**** DATASET EXTRACT ****

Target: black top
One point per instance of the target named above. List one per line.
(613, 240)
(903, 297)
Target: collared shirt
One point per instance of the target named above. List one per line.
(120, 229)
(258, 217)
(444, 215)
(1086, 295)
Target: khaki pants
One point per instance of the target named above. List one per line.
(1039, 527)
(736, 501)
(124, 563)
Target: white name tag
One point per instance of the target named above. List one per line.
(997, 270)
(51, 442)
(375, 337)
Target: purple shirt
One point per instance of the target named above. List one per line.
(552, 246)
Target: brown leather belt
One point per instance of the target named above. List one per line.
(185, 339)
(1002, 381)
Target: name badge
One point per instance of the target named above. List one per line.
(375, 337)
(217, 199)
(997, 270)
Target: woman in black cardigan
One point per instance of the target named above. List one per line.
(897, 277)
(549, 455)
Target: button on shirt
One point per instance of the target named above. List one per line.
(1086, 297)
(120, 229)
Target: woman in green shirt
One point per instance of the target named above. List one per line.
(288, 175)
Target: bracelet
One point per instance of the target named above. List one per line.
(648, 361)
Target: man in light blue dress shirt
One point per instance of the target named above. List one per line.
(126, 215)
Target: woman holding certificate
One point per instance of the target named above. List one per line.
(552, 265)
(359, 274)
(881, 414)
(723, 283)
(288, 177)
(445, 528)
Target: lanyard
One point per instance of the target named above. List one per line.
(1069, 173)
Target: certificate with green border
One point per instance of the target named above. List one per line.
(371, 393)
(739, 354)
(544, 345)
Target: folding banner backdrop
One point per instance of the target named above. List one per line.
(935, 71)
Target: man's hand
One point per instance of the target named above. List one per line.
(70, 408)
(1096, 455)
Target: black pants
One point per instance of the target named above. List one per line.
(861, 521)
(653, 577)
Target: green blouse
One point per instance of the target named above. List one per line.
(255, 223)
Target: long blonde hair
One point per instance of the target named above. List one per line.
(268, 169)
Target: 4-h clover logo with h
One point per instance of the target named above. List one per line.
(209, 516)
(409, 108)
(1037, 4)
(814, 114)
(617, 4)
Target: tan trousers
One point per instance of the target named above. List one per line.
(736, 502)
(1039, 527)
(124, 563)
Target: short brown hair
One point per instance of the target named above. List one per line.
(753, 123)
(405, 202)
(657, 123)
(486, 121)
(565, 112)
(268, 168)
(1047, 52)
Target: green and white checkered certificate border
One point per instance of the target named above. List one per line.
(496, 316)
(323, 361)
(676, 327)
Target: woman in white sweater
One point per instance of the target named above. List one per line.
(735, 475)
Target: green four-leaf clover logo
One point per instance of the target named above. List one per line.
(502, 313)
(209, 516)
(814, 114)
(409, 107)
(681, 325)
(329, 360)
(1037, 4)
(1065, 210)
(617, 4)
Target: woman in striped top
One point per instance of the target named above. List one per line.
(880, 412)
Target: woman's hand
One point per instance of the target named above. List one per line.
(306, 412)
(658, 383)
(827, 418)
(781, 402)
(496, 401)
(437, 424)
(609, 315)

****

=== PROBLEM TO SOLVE ===
Copy only this part of the entries above: the line with "Target: collared shirt", the line with "Target: white name tag", and the lines between, all exactly as written.

=== RESULT OF THIS EXERCISE ===
Target: collared shirt
One point per instance of the target named above. List one per line.
(120, 229)
(258, 217)
(444, 215)
(1086, 295)
Target: khaki pants
One point per instance of the target named above. List one per line.
(1039, 527)
(736, 501)
(124, 563)
Target: white name tag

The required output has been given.